= Beginning of Section =

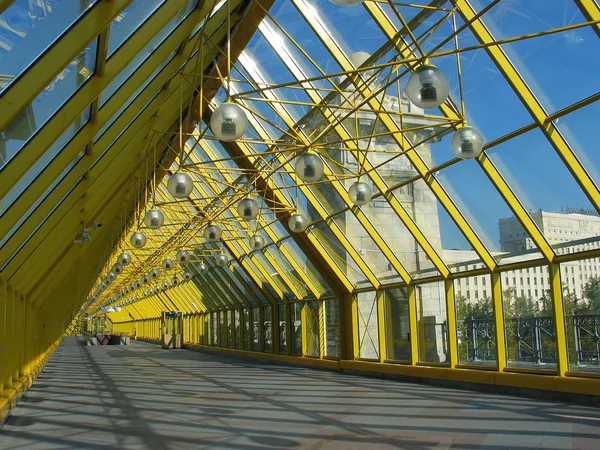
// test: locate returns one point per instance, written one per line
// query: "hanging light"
(248, 209)
(180, 185)
(360, 193)
(138, 240)
(212, 233)
(257, 242)
(124, 259)
(309, 167)
(347, 2)
(229, 122)
(221, 260)
(183, 257)
(427, 87)
(467, 142)
(298, 222)
(117, 268)
(154, 219)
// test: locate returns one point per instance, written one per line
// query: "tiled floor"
(141, 396)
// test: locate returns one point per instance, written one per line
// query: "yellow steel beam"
(60, 54)
(530, 102)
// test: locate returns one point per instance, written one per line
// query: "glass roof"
(313, 76)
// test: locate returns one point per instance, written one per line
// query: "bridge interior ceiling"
(472, 225)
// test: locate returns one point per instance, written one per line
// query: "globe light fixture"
(298, 223)
(309, 167)
(347, 2)
(124, 259)
(427, 87)
(154, 219)
(180, 185)
(221, 260)
(183, 257)
(467, 143)
(257, 242)
(117, 268)
(229, 122)
(248, 209)
(212, 233)
(360, 193)
(138, 240)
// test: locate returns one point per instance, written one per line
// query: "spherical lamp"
(347, 2)
(467, 143)
(257, 242)
(298, 223)
(212, 233)
(427, 87)
(309, 167)
(360, 193)
(138, 240)
(180, 185)
(124, 259)
(248, 209)
(183, 257)
(117, 268)
(221, 260)
(154, 219)
(229, 122)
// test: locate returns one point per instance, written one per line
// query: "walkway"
(140, 396)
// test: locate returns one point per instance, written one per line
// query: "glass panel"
(296, 328)
(29, 28)
(581, 298)
(331, 330)
(268, 329)
(432, 322)
(282, 330)
(528, 319)
(312, 328)
(45, 105)
(397, 324)
(255, 330)
(129, 20)
(368, 334)
(475, 320)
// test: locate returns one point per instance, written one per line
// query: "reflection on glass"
(268, 330)
(312, 328)
(332, 328)
(368, 334)
(296, 309)
(45, 105)
(432, 323)
(397, 324)
(28, 27)
(475, 321)
(528, 319)
(580, 281)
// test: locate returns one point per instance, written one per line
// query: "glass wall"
(432, 322)
(397, 324)
(368, 334)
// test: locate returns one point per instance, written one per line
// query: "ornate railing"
(531, 339)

= End of Section =

• _WHAT IS BEING ASKED_:
Give the records again exactly, without pictures.

• _EXERCISE OUTPUT_:
// test: locate returns one point per instance, written one per line
// query: "hanging light"
(248, 209)
(180, 185)
(360, 193)
(138, 240)
(212, 233)
(257, 242)
(124, 259)
(309, 167)
(347, 2)
(229, 122)
(221, 260)
(183, 257)
(427, 87)
(467, 142)
(298, 222)
(117, 268)
(154, 219)
// test: locate returns one point per instance, written one per line
// query: "tiled floor"
(141, 396)
// test: locate returns one point per instance, written one per line
// query: "yellow steel beam"
(60, 54)
(530, 102)
// test: locate returns one point per instance, written one per line
// query: "glass roof"
(313, 76)
// test: locate returns one point per instance, written one per line
// query: "bridge interior ceiling"
(472, 225)
// test: locate returns one point per instance, written one per line
// query: "globe light fixture"
(298, 223)
(309, 167)
(347, 2)
(124, 259)
(427, 87)
(154, 219)
(180, 185)
(221, 260)
(183, 257)
(467, 143)
(257, 242)
(117, 268)
(229, 122)
(248, 209)
(212, 233)
(360, 193)
(138, 240)
// test: locate returns one point per instance, written one per line
// query: "spherical lamp"
(347, 2)
(467, 143)
(257, 242)
(298, 223)
(212, 233)
(427, 87)
(309, 167)
(360, 193)
(138, 240)
(180, 185)
(124, 259)
(248, 209)
(183, 257)
(117, 268)
(221, 260)
(154, 219)
(229, 122)
// test: locate returns one point per instance, written one per line
// query: "walkway"
(140, 396)
// test: locate returns one point per instance, written one per line
// query: "glass panel"
(296, 328)
(29, 28)
(581, 298)
(331, 330)
(268, 329)
(432, 322)
(282, 330)
(528, 319)
(312, 328)
(45, 105)
(397, 324)
(255, 330)
(129, 20)
(368, 334)
(475, 320)
// test: locate returns one point per instance, written one per line
// query: "reflection on glass"
(268, 330)
(312, 328)
(332, 328)
(368, 334)
(296, 309)
(45, 105)
(432, 323)
(397, 324)
(28, 27)
(475, 321)
(528, 319)
(580, 281)
// test: locate returns one point per instance, written one per line
// query: "glass wall"
(432, 322)
(397, 324)
(368, 334)
// test: locate returns one point per instance, written one per line
// query: "ornate railing"
(531, 339)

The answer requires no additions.